--- What you will do ---
1 > List every section heading in the text about al-Raymi.
2 > In the text about al-Raymi, copy out the passage word for word, starting with "On 18 October" and going on through "Owens was killed.".

--- Text segment ---
※ ※ ※

Following reports of his death, al-Raymi was described as the military commander for Al Qaeda in the Arabian Peninsula (AQAP). He was reported to have "orchestrated" 25 December 2009 attempted suicide bombing of Nigerian Umar Farouq Abdulmutallab. Al-Raymi announced the creation of an "Aden-Abyan Army" to free the country of "crusaders and their apostate agents," in an Internet audio tape.

===Apology for hospital attack===
Following the 2013 attack on the Yemeni Defense Ministry, which resulted in the killing of numerous doctors and patients at a hospital present in the compound, al-Raymi released a video message apologizing, claiming that the team of attackers were directed not to assault the hospital in the attack, but that one had gone ahead and done so.

===Yakla raid===
On 29 January 2017, al-Raymi was the supposed target of a military action undertaken by the United States known as the Yakla raid. The raid resulted in the death of a Navy SEAL and of a number of civilians including a U.S. citizen. Shortly after the raid, on 5 February 2017, al-Raymi released an audiotape onto the internet referencing the raid. The fact that al-Raymi had been a main target of the raid had not been previously confirmed. In the audiotape, al-Raymi confirmed he was still alive and taunted U.S President Donald Trump.

==Emir of AQAP==
On 16 June 2015, following the death of former AQAP Emir and founder Nasir al-Wuhayshi, AQAP commander Khaled Batarfi confirmed al-Raymi had been elected by the group's leadership council to succeed Wuhayshi.

On 8 July 2015, al-Raymi swore allegiance to al-Qaeda emir Ayman al Zawahiri. He congratulated the recent successes of the al-Qaeda affiliate in Syria, al-Nusra Front, and the gains made by Army of Conquest coalition in Syria. He called for renewed attacks against the United States, remarking ""All of you must direct and gather your arrows and swords against [America].". Reports say that on 28 June 2016, an airstrike targeted the home of Qasim in Abyan Governorate, killing five people, including two family members of the targeted leader. Qasim survived the attack, with only some wounds.

On 18 October 2016, the US State Department announced that it is offering rewards of $5 and $10 million for information concerning al-Raymi and another AQAP leader. The US State Department offered $10 million for information on al-Raymi and $5 million for Khalid al-Batarfi.

For more than five years al-Raymi had eluded U.S. forces as he led what experts sometimes refer to as al-Qaida's "most dangerous franchise." He was the target of the 29 Jan. 2017, special operations raid in which Navy SEAL William Owens was killed.

==Death==
On 31 January 2020, The New York Times reported that three U.S. officials "expressed confidence" that al-Raymi, the emir of AQAP was killed by a U.S. airstrike on 29 January, (Note: There were two U.S. airstrikes in the previous week in Yemen, the first was on 25 January, in Al Abdiyah District, Ma'rib Governorate, which led to killing an individual, whose identity is unknown. The second airstrike was on 27 January, which killed Abdullah Al-Adani.) while traveling in a car with another senior AQAP leader, Abu Al-Baraa Al-Ibby, in the Yakla area of Wald Rabi' District, Al Bayda Governorate, Yemen, according to local sources, although there was no official confirmation.

※ ※ ※

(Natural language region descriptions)
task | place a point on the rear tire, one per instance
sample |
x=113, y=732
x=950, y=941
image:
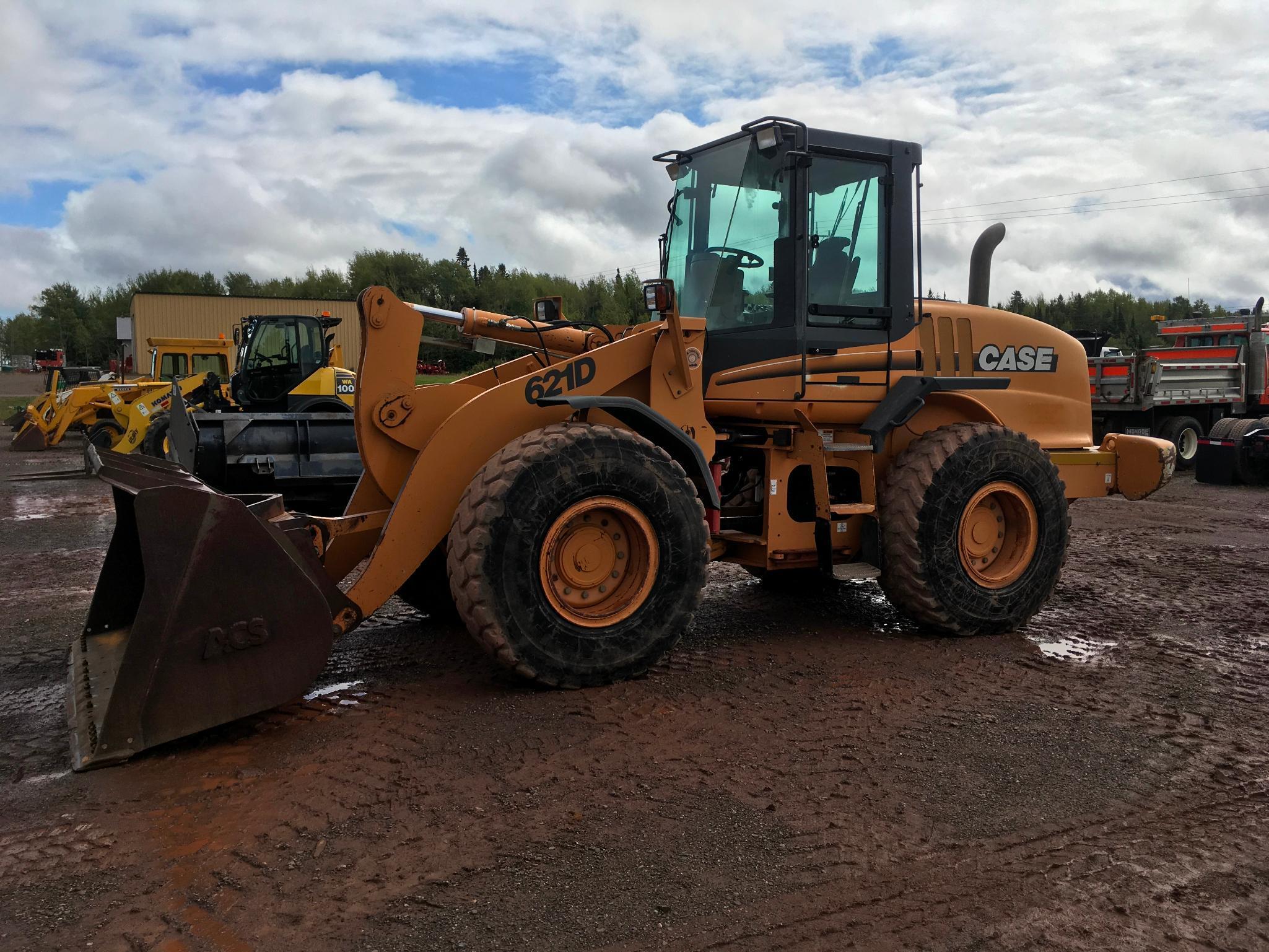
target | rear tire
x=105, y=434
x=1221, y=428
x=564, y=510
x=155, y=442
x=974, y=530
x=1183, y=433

※ ※ ※

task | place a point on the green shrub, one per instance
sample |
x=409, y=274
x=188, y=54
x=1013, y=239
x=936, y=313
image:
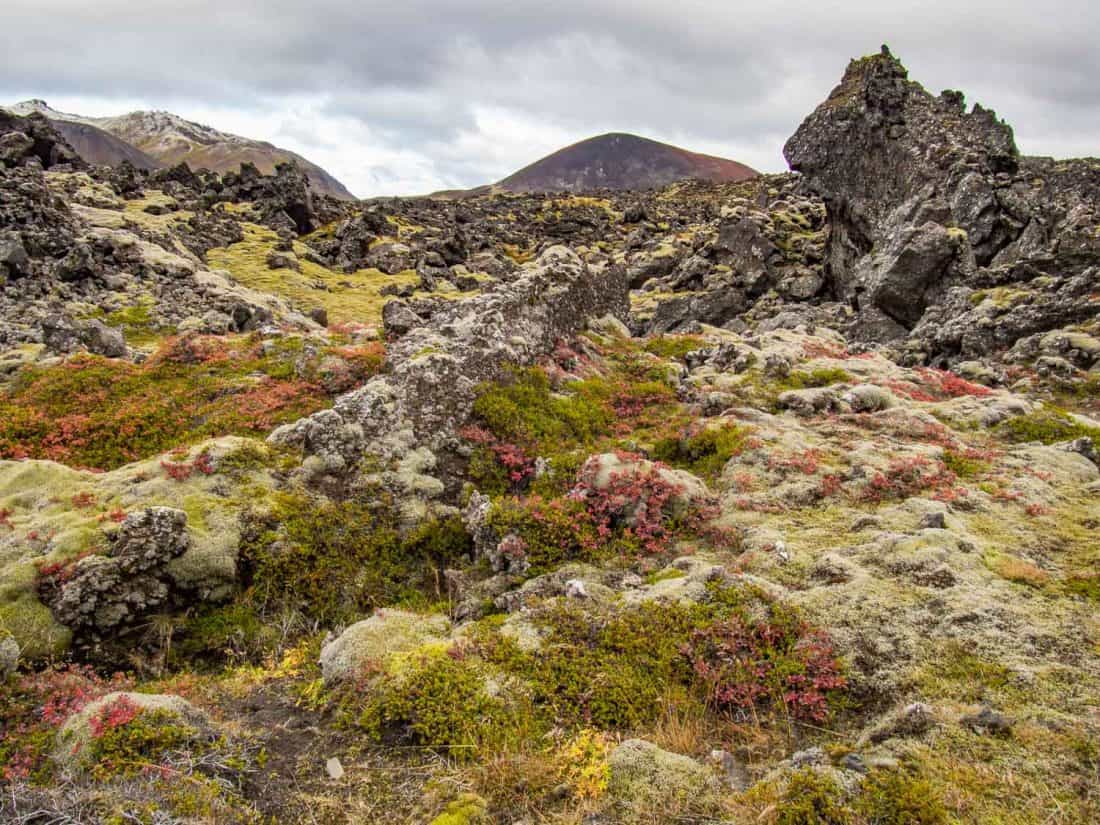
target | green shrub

※ ※ ※

--- Task-by-task results ---
1 >
Apology for hospital attack
Yakla raid
Emir of AQAP
Death

2 >
On 18 October 2016, the US State Department announced that it is offering rewards of $5 and $10 million for information concerning al-Raymi and another AQAP leader. The US State Department offered $10 million for information on al-Raymi and $5 million for Khalid al-Batarfi.

For more than five years al-Raymi had eluded U.S. forces as he led what experts sometimes refer to as al-Qaida's "most dangerous franchise." He was the target of the 29 Jan. 2017, special operations raid in which Navy SEAL William Owens was killed.